**Provided text:**
----------------

Together, we will continue to stand against the systemic racism and inequities that pervade black and brown communities in social, health, education, and workforce development and will strive for the liberation of all. 

Under the leadership of the Office of the President and with guidance from our inaugural Equity & Inclusion Committee, Cambridge College will create and implement a series of events, discussions, and resources to educate and inform our community about systemic racism, social and economic inequities, and related concepts to heal our communities and the world.

 

The Racial Equity and Social Justice Initiative (RESJI)

Overview

This initiative will address the societal challenges of systemic racism, social injustice and inequity.  A central theme of this initiative is to cultivate a diverse and equitable community to dismantle racism through an ongoing process of education and self-assessment.

Our commitment to this work is rooted in the belief that all members of our community are valued and must work collaboratively to further the social justice mission of the College; and to nurture an environment that embraces diverse backgrounds, cultures, ideas and perspectives that contribute to a rich learning experience.

Mission

Cambridge College is committed to instilling a collective impact of racial equity, diversity and social justice where equal opportunities and equitable outcomes exist for all. Through the implementation of the Pillars of Impact we will support a diverse, equitable and inclusive community that nurtures respect, understanding and belonging.

The RESJI Framework

The Framework consists of Four Pillars of Impact where the collective efforts of the committee members that make up each of the four pillars will focus on how the College will dismantle systemic racism and social inequities to create a culture of inclusion, respect and understanding.

#1: Governance

  • Ensure that our Board composition reflects our commitment to diversity, equity and inclusion, and the College’s commitment to racial and social equity and justice in its actions.
  • Sustain the College’s commitment to diversity equity and inclusion among students, staff, faculty and trustees.

Committee Membership

  • Deborah Jackson, Chair (President)
  • Kevin McCall (Chairman)
  • Jim Siegel (Trustee)

#2: Workforce, DEI & Supplier Diversity

  • Create a diverse, equitable and inclusive workforce by advancing a culture of belonging through thoughtful recruitment, equitable compensation, promotions and opportunities, and nurturing inclusive and supportive teams and teamwork.

----------------

**Record extracts:**
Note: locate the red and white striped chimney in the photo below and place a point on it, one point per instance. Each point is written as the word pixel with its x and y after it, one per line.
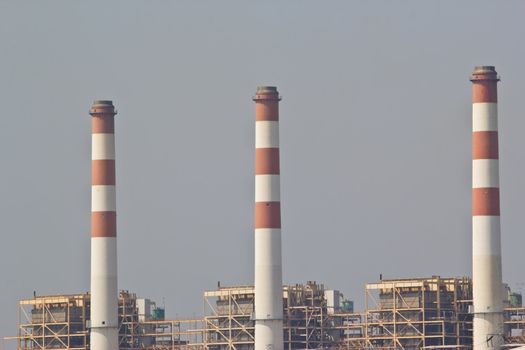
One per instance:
pixel 268 269
pixel 104 292
pixel 486 236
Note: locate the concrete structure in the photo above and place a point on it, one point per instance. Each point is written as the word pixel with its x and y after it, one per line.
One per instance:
pixel 422 313
pixel 104 292
pixel 268 270
pixel 486 236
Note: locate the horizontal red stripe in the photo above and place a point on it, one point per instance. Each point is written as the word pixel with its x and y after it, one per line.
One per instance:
pixel 103 172
pixel 267 215
pixel 485 145
pixel 485 201
pixel 266 161
pixel 103 123
pixel 484 91
pixel 267 110
pixel 104 224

----------------

**Stated exercise:**
Please reproduce the racial equity initiative text word for word, starting at "The RESJI Framework" and ending at "respect and understanding.".

**Correct answer:**
The RESJI Framework

The Framework consists of Four Pillars of Impact where the collective efforts of the committee members that make up each of the four pillars will focus on how the College will dismantle systemic racism and social inequities to create a culture of inclusion, respect and understanding.